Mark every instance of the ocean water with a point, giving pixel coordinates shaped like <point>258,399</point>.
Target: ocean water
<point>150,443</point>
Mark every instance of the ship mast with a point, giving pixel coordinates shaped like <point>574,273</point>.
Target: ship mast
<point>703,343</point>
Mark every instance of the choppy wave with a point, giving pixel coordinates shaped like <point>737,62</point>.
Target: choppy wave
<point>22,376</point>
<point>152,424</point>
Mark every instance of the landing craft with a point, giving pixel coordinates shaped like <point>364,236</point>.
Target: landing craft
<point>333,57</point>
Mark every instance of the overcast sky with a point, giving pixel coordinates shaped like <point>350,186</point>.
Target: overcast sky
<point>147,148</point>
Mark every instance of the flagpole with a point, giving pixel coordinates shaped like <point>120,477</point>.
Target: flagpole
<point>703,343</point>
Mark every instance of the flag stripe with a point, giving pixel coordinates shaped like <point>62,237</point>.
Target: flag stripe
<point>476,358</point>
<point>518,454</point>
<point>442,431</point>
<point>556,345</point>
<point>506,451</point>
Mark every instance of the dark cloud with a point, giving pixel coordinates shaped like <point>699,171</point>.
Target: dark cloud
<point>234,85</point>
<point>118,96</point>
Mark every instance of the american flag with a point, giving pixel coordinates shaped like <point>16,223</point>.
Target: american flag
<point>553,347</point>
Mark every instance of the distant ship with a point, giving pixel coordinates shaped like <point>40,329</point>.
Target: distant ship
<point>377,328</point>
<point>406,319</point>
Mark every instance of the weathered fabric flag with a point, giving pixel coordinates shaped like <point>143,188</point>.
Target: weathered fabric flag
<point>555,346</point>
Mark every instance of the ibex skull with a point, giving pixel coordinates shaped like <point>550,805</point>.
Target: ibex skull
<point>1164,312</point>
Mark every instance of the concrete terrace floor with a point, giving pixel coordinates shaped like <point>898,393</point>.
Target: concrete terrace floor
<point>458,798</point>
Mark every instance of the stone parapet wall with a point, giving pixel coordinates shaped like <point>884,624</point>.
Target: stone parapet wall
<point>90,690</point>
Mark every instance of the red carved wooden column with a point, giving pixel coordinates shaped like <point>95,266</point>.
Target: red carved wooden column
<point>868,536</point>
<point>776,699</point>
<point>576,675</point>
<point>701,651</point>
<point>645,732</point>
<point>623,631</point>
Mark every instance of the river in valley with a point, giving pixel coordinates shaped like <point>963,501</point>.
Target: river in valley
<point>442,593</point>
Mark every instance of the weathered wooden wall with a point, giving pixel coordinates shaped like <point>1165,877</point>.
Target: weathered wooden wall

***

■ Written request: Output the lines of the material above verbatim, from the line containing "Mark every instance of the ibex" up to and including the line containing "<point>90,690</point>".

■ Task response:
Mark every instance of the ibex skull with a point, giving pixel coordinates shaped like <point>550,805</point>.
Target: ibex skull
<point>1164,312</point>
Mark every instance of the concrete terrace floor with a point, giving pixel coordinates shaped like <point>898,393</point>.
Target: concrete terrace floor
<point>458,798</point>
Mark every instance of the stone parapet wall with a point, giving pixel coordinates shaped like <point>884,624</point>.
Target: stone parapet wall
<point>90,690</point>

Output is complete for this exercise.